## Excerto

Aos primeiros acordes de "E depois do Adeus", a canção de Paulo de Carvalho que serviu de primeira senha ao 25 de Abril de 1974, a marcha começou depois de uma homenagem aos resistentes antifascistas e do entoar de "Grândola, Vila Morena", de José Afonso, hino da Revolução. Com os cravos a pintarem a paisagem - nas mãos erguidas, nas lapelas, nas mochilas ou nos cabelos -, a manifestação foi descendo lentamente a Avenida Rodrigues de Freitas, ladeada por centenas de pessoas que fotografavam o desfile.
"Somos muitos, muitos mil para continuar Abril" ou "Abril de novo com a força do povo" foram algumas das frases mais ouvidas e proferidas em uníssono, misturadas na amálgama de sons criados pelos bombos e gaitas de foles, à medida que se pedia paz, justiça social ou habitação para todos. Afinal, celebrar Abril é exigir igualdade de direitos. Quem o diz é João Faquir, 31 anos, que chegou rouco aos Aliados de tanto gritar por liberdade.
"É preciso continuar a lembrar, ainda para mais aos jovens que, como eu, já nasceram em liberdade, que é muito fácil dá-la como garantida. É preciso mostrar que não está garantida. Tanto que passou de 1 para 50 muito rápido", certifica o jovem de 31 anos, membro do Grupo Amizade, uma associação juvenil de Santa Maria da Feira cujo foco é a "educação para a paz".
Emoção ao lembrar o horror da ditadura
Participar pela segunda vez na marcha do 25 de Abril foi "mágico" para João Faquir porque "é na rua que se vê a força do povo". Força do povo essa que emocionou Maria Pinto, 78 anos, que aguardou pela chegada do desfile na avenida. De lenço de pano na mão, limpa as lágrimas à passagem dos primeiros manifestantes. "Estava a lembrar-me de há 50 anos. Era um país de fome, miséria, fascismo. Ninguém podia falar que ia preso", recorda a mulher de Avintes, Vila Nova de Gaia. Ver o "povo todo unido" é "um espetáculo", até porque "ainda falta muita coisa": a mulher ainda é "uma desgraçada", os ordenados "são poucochinhos" e as rendas são muito altas. "Ainda falta fazer muita coisa, mas sempre estamos bem melhor do que no tempo do fascismo", garante.

## Tarefa solicitada A
Apresente como tabela Markdown, com as colunas "N.º" e "Linha", as linhas dos registos a partir da que contém "Box union flag on pole." e prosseguindo até à última linha dos registos, ambas incluídas. Cada linha deve figurar com o respetivo número de ordem e sem as linhas em branco.

## Dados registados
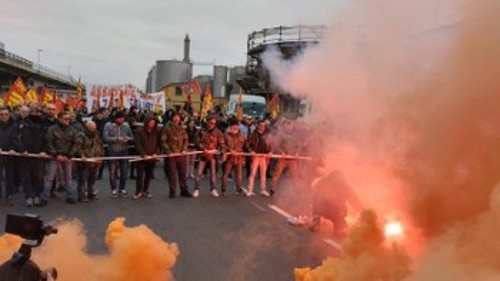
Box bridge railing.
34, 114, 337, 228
247, 25, 328, 52
0, 49, 76, 85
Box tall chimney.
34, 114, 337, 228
183, 34, 191, 63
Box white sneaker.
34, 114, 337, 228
245, 191, 255, 197
193, 189, 200, 198
210, 188, 219, 197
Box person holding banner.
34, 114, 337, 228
103, 111, 134, 197
132, 117, 159, 200
161, 112, 192, 198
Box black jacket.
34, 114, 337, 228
11, 116, 47, 153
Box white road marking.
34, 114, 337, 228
269, 205, 292, 219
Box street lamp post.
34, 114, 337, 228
36, 49, 43, 71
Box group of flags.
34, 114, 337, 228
181, 79, 280, 121
0, 77, 83, 111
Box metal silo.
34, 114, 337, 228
213, 65, 227, 98
154, 60, 193, 91
229, 66, 246, 95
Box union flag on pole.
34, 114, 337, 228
236, 88, 243, 122
40, 87, 54, 106
5, 76, 27, 106
24, 87, 38, 103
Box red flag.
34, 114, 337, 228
267, 93, 280, 111
54, 97, 64, 113
66, 95, 77, 108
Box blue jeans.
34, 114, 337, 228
40, 160, 76, 200
108, 149, 128, 190
194, 157, 217, 190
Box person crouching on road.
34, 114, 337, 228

## Tarefa solicitada B
Transcreva fielmente, do excerto sobre a marcha do 25 de Abril, o trecho que começa em "Aos primeiros acordes" e prossegue até "fotografavam o desfile.".

## Resposta completa A
| N.º | Linha |
|---|---|
| 1 | Box union flag on pole. |
| 2 | 34, 114, 337, 228 |
| 3 | 236, 88, 243, 122 |
| 4 | 40, 87, 54, 106 |
| 5 | 5, 76, 27, 106 |
| 6 | 24, 87, 38, 103 |
| 7 | Box red flag. |
| 8 | 34, 114, 337, 228 |
| 9 | 267, 93, 280, 111 |
| 10 | 54, 97, 64, 113 |
| 11 | 66, 95, 77, 108 |
| 12 | Box blue jeans. |
| 13 | 34, 114, 337, 228 |
| 14 | 40, 160, 76, 200 |
| 15 | 108, 149, 128, 190 |
| 16 | 194, 157, 217, 190 |
| 17 | Box person crouching on road. |
| 18 | 34, 114, 337, 228 |

## Resposta completa B
Aos primeiros acordes de "E depois do Adeus", a canção de Paulo de Carvalho que serviu de primeira senha ao 25 de Abril de 1974, a marcha começou depois de uma homenagem aos resistentes antifascistas e do entoar de "Grândola, Vila Morena", de José Afonso, hino da Revolução. Com os cravos a pintarem a paisagem - nas mãos erguidas, nas lapelas, nas mochilas ou nos cabelos -, a manifestação foi descendo lentamente a Avenida Rodrigues de Freitas, ladeada por centenas de pessoas que fotografavam o desfile.